Your task: Somewhere below is a line with "One point goes on every instance of the v-neck" and, later, a line with "One point goes on every instance of the man's eyeglasses"; repeat those two lines and all the lines between them, exactly as they are.
** Opening Input data block **
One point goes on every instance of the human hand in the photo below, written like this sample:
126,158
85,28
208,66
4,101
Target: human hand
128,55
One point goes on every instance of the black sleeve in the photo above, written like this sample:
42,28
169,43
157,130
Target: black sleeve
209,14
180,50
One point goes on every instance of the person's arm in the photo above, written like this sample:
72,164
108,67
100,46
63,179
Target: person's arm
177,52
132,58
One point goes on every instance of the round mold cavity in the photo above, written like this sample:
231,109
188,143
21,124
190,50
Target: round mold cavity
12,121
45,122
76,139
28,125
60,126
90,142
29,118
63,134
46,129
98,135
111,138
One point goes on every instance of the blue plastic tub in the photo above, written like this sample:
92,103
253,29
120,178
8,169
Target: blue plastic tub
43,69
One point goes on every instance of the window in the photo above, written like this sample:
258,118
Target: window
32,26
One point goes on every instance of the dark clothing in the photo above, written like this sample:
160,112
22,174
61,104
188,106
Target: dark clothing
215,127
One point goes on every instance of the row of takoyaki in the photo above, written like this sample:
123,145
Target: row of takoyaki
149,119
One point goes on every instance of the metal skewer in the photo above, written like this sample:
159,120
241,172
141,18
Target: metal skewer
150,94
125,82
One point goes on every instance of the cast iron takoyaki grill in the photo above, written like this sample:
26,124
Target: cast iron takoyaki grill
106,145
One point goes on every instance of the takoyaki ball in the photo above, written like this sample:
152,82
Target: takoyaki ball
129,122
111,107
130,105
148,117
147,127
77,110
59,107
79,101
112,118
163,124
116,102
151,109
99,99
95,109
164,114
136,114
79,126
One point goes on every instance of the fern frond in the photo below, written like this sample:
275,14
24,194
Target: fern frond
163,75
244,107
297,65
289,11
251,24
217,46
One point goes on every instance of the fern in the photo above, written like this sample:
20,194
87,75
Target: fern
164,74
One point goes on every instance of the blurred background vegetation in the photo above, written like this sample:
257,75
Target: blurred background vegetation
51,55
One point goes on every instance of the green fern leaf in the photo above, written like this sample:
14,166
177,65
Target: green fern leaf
** Closing Input data block **
** Opening Input data block **
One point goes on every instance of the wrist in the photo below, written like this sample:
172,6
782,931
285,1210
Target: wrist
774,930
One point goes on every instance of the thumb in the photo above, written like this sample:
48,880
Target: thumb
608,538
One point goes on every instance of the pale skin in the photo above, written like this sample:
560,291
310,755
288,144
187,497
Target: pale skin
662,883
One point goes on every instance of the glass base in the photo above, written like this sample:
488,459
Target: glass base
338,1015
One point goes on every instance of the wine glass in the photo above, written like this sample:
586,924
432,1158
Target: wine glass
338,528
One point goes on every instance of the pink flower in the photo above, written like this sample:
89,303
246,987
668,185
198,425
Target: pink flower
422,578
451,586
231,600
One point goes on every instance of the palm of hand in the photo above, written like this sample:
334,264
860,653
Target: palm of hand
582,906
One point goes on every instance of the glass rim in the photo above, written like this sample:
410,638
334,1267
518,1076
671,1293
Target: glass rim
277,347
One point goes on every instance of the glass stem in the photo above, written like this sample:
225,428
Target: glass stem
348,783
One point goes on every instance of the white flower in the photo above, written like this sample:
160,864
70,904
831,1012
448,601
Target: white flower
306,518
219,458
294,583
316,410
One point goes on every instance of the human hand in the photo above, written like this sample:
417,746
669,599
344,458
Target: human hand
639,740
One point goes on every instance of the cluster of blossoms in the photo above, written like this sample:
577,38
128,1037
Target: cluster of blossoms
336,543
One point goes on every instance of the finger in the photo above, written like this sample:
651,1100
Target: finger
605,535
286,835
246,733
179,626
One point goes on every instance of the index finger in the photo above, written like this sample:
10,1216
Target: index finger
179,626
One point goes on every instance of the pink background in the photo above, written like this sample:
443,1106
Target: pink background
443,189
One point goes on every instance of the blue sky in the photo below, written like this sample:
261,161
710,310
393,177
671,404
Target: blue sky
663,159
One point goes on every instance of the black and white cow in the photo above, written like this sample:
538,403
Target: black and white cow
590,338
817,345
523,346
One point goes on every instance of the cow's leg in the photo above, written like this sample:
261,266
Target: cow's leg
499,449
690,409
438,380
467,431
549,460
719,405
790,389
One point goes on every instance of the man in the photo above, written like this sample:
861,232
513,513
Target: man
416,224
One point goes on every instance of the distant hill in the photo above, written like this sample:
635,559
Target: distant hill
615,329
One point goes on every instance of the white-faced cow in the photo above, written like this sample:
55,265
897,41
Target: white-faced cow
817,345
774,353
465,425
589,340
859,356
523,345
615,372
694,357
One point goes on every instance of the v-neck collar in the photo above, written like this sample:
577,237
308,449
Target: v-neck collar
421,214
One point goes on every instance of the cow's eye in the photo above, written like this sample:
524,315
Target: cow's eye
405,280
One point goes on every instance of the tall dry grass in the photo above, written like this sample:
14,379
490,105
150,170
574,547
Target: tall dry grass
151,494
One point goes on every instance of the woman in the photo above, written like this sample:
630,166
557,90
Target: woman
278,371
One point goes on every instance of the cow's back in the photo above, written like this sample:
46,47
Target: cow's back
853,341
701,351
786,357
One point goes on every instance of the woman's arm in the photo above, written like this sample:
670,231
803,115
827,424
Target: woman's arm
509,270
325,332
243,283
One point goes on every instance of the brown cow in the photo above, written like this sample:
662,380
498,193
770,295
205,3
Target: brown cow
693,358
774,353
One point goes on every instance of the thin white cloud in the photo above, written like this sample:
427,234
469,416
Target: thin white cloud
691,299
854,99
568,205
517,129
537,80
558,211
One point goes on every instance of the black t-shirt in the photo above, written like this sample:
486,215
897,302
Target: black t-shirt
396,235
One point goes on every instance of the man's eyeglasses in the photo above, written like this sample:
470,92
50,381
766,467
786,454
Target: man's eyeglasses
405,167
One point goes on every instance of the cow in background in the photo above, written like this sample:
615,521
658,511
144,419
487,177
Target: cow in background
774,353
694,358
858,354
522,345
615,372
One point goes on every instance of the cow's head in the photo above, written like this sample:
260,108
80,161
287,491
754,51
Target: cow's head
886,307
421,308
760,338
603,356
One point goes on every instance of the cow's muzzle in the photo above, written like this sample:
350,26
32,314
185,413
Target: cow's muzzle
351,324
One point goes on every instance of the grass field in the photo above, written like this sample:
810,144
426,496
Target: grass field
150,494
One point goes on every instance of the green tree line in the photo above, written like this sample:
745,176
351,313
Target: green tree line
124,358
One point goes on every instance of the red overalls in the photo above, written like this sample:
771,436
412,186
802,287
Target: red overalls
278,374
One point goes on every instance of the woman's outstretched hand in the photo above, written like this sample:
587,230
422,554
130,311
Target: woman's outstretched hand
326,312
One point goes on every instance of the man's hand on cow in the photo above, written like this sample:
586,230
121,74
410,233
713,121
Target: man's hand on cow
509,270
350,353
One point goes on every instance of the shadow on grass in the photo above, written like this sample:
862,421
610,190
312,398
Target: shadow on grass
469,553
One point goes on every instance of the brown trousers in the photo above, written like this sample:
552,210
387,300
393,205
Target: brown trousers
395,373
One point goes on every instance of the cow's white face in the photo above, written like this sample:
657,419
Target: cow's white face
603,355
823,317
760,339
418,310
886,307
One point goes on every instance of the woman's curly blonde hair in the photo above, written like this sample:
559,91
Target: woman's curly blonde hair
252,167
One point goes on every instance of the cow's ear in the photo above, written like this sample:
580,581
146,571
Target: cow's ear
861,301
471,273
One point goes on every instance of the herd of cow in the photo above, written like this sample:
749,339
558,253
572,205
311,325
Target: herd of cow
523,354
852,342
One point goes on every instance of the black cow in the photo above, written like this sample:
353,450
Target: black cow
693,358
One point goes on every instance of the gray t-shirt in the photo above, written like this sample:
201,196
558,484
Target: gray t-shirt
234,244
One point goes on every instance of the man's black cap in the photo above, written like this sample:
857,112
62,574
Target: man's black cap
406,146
** Closing Input data block **
Output for this exercise:
One point goes on every instance of the v-neck collar in the photo above, written like this sample:
577,237
308,449
Target: v-neck collar
421,214
One point goes on every instance of the cow's eye in the photo above, written like this sample:
524,315
Target: cow's eye
405,280
One point goes on every instance of the tall dry grass in the photo above, written like this sample:
14,379
490,105
150,170
574,547
Target: tall dry grass
151,494
One point goes on every instance of the woman in the photo above, written like this sample:
630,166
557,90
Target: woman
278,371
One point goes on every instance of the cow's back in the photo above, written like this sample:
46,47
Target: cow's back
853,341
701,351
786,357
One point goes on every instance of the woman's arm in the photo above, written like this sample:
670,231
803,115
827,424
Target: woman's arm
509,270
325,332
243,283
One point goes on every instance of the brown cow in the photo above, written like this sample:
662,380
498,193
770,295
205,3
Target: brown cow
693,358
774,353
One point goes on every instance of the thin white cloud in the photo above, written like this sample:
427,234
469,416
Target: thin white cloud
691,299
854,99
568,205
517,129
537,80
558,211
One point goes on every instance of the black t-shirt in the photo above, written like this sample:
486,215
897,302
Target: black t-shirt
396,235
One point goes on every instance of the man's eyeglasses in the photo above, written like this sample:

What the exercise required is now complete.